▶ **Texte**:
····················

Mais, et cela s'accorde bien à la méthode de Rancière, il nous faut d'emblée partir d'un paradoxe : l'objet que nous venons de cerner - l'histoire des enfants perdus de la lettre qui est aussi l'histoire de la mise en réalité des idées - est à la fois au cœur de sa pensée et comme perpétuellement relativisé. Il s'agit bien de prendre comme personnages ceux qui ont voulu prendre à la lettre les lettres errantes, celles de la politique, celles de la littérature, celles de l'histoire elle-même. Mais il s'agit aussi, de voir en quoi cette littéralité ne peut se littéraliser au point d'être pleinement incarnée. C'est pourquoi, à chaque fois, le travail de Rancière est aussi la mise au jour d'une déception.

L'histoire des enfants perdus de la lettre ne finit jamais bien. Ce n'est pas la faute de Rancière lui-même : on ne peut que constater qu'elle ne s'est en effet jamais bien terminée. Mais à partir de là, la question est de savoir quelle question il faut se poser, quelle question il faut choisir.

S'agit-il de trouver les modes par lesquels la reprise d'une telle histoire pourra enfin finir bien, c'est-à-dire trouver une forme d'achèvement, d'accomplissement, qui ne laissera plus de place au confort de la déception ? Ou bien s'agit-il de se demander comment cette histoire doit se poursuivre, sachant que la meilleure chose qui puisse arriver est que cette histoire se poursuive, mais en se délivrant de la garantie qu'elle voudrait avoir, en se délivrant de l'idée qu'elle pourrait avoir une bonne fin, en portant ainsi le savoir qu'il ne lui sera pas permis de bien se terminer ?

Jacques Rancière choisit la seconde question. C'est elle qui est au cœur de ses analyses, qui leur donne leur tonalité à la fois lumineuse et déceptive.

Mais s'il en est ainsi, c'est qu'il y a pour lui une positivité de la déception ; c'est que la réalisation intégrale de l'idée utopique, l'incarnation d'un corps collectif parfaitement exemplaire, ne doit pas se réaliser. Il s'agit donc à la fois de voir que l'on peut être emporté par « la circulation aléatoire de la lettre », et de voir en même temps que l'essentiel réside dans le déplacement qui est par là opéré. Dans ce déplacement, et non dans ce qui serait son point d'aboutissement, ou d'achèvement, sous la forme de la réalisation de ce qui aurait dès lors été comme un programme à réaliser, ou une prescription à laquelle se soumettre. C'est dans l'écart où se loge la fiction qui empêche la collure morbide au réel, dans l'exploration de la disjonction maintenue entre les mots et les choses, entre les discours et les actes, que se trouve la véritable pratique de la liberté.

2. Logique de l'autre

C'est une telle exploration qui est mise en œuvre dans la politique telle que l'entend Rancière, la politique de l'émancipation. Rancière identifie la politique - contre le politique, objet de la philosophie politique dont il s'écarte - et le « procès d'émancipation » (ABP, 84). La politique est la vérification active du présupposé égalitaire, la pratique de l'égalité. Pour cela, elle doit toujours se construire à partir d'un écart avec la réalité donnée – celle d'un monde foncièrement inégalitaire.

····················

▶ **Exercices proposés**:
- 1) D'après le texte sur Rancière, comment la politique est-elle définie ?
- 2) Poursuivez le texte sur Rancière à partir de sa dernière phrase.

[Enregistrements stockés du jeu de données]
····················

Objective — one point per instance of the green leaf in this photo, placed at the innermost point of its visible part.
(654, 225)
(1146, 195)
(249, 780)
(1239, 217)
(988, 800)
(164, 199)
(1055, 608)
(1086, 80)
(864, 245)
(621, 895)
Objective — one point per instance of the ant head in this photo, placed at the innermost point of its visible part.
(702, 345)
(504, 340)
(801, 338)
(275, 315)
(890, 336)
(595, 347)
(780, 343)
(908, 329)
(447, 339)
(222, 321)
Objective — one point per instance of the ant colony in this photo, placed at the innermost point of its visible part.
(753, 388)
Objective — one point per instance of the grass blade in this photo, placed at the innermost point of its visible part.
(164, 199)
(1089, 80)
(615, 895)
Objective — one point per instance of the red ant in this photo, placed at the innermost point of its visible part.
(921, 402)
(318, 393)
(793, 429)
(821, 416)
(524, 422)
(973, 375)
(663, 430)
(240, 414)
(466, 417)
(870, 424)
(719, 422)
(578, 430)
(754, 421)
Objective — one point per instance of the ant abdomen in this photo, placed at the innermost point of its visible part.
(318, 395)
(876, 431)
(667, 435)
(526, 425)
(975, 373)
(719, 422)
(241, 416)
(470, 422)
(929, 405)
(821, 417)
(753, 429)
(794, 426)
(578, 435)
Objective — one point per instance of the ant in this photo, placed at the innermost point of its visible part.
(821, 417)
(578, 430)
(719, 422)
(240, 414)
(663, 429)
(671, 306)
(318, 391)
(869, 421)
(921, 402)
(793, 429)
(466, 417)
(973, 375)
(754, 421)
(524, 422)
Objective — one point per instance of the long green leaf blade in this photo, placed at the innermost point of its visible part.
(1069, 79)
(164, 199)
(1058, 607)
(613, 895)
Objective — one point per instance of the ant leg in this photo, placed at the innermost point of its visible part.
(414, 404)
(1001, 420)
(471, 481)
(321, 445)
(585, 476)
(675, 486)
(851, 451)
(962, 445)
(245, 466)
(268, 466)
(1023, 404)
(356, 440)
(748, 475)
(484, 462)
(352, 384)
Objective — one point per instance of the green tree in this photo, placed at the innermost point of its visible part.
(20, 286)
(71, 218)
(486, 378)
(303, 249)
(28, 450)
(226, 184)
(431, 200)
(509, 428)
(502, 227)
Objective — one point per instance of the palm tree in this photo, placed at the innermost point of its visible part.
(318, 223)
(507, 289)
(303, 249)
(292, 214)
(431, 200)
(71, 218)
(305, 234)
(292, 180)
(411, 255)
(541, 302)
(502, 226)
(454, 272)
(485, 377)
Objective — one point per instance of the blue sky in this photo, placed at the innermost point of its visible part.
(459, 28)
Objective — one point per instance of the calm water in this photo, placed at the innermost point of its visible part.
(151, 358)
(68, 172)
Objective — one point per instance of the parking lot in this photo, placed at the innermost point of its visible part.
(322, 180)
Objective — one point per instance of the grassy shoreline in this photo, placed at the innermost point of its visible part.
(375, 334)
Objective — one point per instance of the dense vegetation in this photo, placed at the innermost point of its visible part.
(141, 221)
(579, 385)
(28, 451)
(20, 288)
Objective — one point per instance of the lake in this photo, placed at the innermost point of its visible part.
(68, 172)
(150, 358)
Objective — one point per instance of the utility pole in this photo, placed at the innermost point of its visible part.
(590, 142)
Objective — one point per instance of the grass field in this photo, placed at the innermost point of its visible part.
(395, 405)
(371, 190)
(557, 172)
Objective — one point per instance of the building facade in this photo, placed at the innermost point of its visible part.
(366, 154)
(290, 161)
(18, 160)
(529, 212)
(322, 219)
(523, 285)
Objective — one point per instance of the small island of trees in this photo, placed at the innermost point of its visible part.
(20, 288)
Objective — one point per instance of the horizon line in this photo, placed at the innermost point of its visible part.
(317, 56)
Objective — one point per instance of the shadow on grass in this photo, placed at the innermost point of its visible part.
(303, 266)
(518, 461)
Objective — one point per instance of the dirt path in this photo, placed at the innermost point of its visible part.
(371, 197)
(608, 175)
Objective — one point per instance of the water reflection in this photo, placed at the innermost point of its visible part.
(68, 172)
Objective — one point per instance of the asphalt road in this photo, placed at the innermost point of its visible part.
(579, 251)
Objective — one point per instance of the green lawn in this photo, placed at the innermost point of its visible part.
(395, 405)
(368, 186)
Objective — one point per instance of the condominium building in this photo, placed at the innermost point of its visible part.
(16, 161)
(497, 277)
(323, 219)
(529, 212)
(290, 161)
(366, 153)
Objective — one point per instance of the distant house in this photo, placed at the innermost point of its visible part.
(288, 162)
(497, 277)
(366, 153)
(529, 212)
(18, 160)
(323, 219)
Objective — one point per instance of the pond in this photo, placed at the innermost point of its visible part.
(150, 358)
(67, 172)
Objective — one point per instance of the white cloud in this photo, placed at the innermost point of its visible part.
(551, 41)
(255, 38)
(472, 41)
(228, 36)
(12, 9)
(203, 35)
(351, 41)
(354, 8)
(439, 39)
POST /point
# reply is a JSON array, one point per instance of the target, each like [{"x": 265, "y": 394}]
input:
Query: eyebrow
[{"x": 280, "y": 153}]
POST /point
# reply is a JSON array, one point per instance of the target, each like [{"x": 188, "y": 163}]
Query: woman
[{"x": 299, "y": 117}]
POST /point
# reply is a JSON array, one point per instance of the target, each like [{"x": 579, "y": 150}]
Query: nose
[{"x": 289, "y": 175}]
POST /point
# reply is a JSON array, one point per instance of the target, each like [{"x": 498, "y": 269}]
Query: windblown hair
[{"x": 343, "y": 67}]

····················

▶ **Réponses par exercice**:
- 1) La politique est la vérification active du présupposé égalitaire, la pratique de l'égalité.

- 2)
Le donné, ce qu'il y a tout d'abord, c'est la communauté telle qu'elle se présente dans la société ou plutôt comme société : comme distribution d'identités, répartition de places et de fonctions auxquelles correspondent des manières de parler différentes qui sont supposées ne pas avoir la même valeur. Cette communauté-là n'est pas unie, puisqu'elle est constituée par la disparité des intérêts qui correspondent aux identités sociales. Mais elle se donne comme unie à travers le consensus, c'est-à-dire « l'accord entre un régime sensible de présentation des choses et un mode d'interprétation de leur sens » (CTC, 8). Le partage du sensible, c'est d'abord cette répartition des parts, de ce qui revient à chacun en fonction de la place qu'il occupe, et de la valeur que l'on peut accorder à ce qu'il fait ou dit.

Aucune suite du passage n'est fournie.